# WHAT TO DO
Reproduce the lines below without alteration, starting from the first one and stopping after the line that contains "POLYGON ((286 776, 315". Leave the pictures out of your reproduction.

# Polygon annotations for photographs
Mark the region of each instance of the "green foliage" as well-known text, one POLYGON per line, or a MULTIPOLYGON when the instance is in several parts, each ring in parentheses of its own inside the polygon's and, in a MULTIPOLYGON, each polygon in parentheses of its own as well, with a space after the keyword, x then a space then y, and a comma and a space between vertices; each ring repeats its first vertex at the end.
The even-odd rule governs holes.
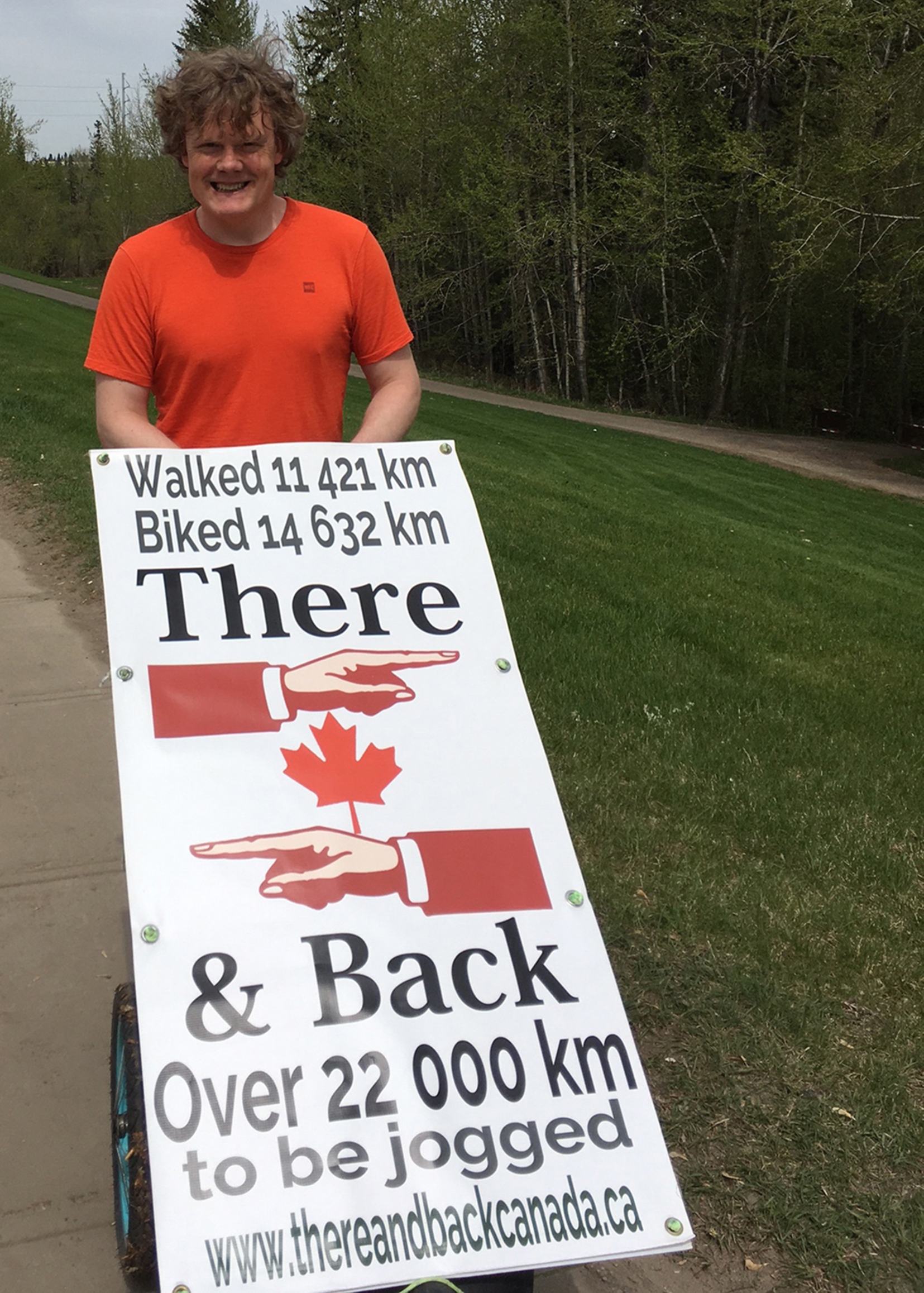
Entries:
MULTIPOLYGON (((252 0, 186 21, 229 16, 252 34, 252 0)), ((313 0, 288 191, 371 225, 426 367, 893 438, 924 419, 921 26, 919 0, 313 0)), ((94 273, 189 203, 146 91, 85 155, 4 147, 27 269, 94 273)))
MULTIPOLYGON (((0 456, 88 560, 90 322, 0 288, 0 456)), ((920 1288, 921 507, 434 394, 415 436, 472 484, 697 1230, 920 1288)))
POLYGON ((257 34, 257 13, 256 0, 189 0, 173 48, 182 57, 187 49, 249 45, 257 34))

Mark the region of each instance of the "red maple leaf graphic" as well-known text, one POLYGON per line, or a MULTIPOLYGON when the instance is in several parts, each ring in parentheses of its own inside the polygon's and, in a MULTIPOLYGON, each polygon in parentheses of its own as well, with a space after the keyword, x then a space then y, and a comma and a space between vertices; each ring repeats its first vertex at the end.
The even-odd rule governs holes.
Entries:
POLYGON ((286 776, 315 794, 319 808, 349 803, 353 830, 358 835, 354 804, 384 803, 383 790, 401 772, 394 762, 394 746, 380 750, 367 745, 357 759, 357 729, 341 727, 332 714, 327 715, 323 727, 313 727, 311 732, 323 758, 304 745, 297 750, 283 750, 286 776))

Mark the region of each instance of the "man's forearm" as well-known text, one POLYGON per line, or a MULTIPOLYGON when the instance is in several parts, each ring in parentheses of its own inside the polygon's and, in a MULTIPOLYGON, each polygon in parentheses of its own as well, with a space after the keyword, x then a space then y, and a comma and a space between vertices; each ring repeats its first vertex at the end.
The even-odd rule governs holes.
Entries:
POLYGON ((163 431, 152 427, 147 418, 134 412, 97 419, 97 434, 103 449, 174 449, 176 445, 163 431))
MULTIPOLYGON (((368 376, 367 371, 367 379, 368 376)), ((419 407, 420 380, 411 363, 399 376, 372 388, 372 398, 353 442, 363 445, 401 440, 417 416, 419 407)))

# TASK ANSWER
Mark the region of each instance of the "green foliage" as well-known text, one POLYGON per line, or a MULTIPOLYGON when the instance is in several parts, each ring in parentheses of its own inside the polygon's and, in a MULTIPOLYGON, each polygon in parentheses of its own as well, with a space after the keyword, x then a space then y, and a comma and a space between vertices; each ring repeats its first vertex at the end.
The even-odd rule governs holes.
Entries:
MULTIPOLYGON (((252 0, 186 21, 229 16, 252 34, 252 0)), ((313 0, 288 191, 371 225, 426 367, 893 438, 924 419, 921 26, 919 0, 313 0)), ((94 273, 189 203, 146 91, 85 155, 4 147, 27 269, 94 273)))
MULTIPOLYGON (((0 456, 88 560, 90 322, 0 288, 0 456)), ((920 1288, 921 507, 434 394, 415 436, 472 484, 697 1230, 920 1288)))
POLYGON ((257 34, 257 13, 256 0, 189 0, 173 48, 182 57, 187 49, 249 45, 257 34))

Mark the region of each instance of the "red maple leaf graphic" as well-known text, one POLYGON per line, or a MULTIPOLYGON when the instance is in several parts, each ring in parentheses of its own inside the polygon's and, in a MULTIPOLYGON, each polygon in parentheses of its own as well, with a space after the keyword, x then a space then y, and a comma and a space between vertices; each ring repeats its first vertex at the end.
The even-odd rule governs holes.
Entries:
POLYGON ((286 776, 315 794, 319 808, 349 803, 353 830, 358 835, 354 804, 384 803, 383 790, 401 772, 394 762, 394 746, 380 750, 367 745, 357 759, 357 729, 341 727, 332 714, 327 715, 323 727, 313 727, 311 732, 323 758, 304 745, 297 750, 283 750, 286 776))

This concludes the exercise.